▶ Written task: Start at the line containing "formatted like (398,211)" and transcribe every line exactly through the end of the records below, and only those lines.

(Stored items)
* * * *

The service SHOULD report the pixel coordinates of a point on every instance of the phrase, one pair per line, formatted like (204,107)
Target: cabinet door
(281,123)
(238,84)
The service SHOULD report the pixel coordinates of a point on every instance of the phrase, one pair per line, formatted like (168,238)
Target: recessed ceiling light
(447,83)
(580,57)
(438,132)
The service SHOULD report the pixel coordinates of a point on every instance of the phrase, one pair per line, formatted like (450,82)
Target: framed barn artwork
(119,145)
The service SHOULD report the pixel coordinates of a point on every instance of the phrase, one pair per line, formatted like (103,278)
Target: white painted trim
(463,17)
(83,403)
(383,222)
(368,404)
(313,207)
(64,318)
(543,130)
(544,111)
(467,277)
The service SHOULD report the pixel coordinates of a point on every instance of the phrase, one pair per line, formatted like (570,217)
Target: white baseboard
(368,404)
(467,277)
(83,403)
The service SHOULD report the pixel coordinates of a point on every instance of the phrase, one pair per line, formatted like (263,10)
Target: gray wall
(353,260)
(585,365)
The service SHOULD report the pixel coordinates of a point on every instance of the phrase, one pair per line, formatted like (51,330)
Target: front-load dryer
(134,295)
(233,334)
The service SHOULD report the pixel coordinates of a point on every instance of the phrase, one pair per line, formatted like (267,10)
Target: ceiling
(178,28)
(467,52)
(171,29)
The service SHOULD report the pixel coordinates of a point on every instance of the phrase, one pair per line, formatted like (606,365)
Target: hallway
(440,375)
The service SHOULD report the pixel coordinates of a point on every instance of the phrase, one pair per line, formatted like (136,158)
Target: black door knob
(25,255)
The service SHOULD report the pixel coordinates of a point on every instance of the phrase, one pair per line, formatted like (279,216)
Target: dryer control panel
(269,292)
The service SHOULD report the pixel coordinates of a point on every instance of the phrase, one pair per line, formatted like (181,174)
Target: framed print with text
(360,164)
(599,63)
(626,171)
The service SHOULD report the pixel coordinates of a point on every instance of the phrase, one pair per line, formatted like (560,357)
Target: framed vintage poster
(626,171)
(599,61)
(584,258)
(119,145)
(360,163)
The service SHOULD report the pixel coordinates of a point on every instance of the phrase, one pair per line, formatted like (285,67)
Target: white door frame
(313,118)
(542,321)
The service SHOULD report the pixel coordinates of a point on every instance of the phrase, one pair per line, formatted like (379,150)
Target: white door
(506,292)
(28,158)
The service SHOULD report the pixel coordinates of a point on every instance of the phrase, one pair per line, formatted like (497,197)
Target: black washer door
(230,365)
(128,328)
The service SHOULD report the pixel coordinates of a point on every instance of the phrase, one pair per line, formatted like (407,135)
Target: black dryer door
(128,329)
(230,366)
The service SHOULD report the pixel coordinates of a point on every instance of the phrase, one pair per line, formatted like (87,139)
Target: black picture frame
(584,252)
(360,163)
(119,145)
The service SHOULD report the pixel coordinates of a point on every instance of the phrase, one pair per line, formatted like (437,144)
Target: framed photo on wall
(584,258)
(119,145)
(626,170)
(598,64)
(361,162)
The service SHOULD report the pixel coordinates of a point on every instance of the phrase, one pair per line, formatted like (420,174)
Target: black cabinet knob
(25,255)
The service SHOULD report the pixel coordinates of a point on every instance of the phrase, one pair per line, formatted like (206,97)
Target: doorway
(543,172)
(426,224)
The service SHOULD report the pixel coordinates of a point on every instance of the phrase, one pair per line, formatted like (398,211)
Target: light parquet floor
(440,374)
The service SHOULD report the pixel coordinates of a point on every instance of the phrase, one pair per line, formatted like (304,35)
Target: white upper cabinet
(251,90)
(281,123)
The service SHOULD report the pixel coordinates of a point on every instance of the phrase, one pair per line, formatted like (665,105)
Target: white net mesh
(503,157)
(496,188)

* * * *

▶ Result:
The service SHOULD report the pixel coordinates of a point on every instance of the phrase, one pair per line, formatted like (398,211)
Target: light parquet floor
(440,374)
The service SHOULD report the pixel coordinates of a point on every instance of the phrase, one pair per line, formatted like (304,35)
Target: white upper cabinet
(251,90)
(281,123)
The service SHOULD report the pixel coordinates of a point on every instance of the phrase, one pair per line, formatted like (665,105)
Target: white net mesh
(503,157)
(496,188)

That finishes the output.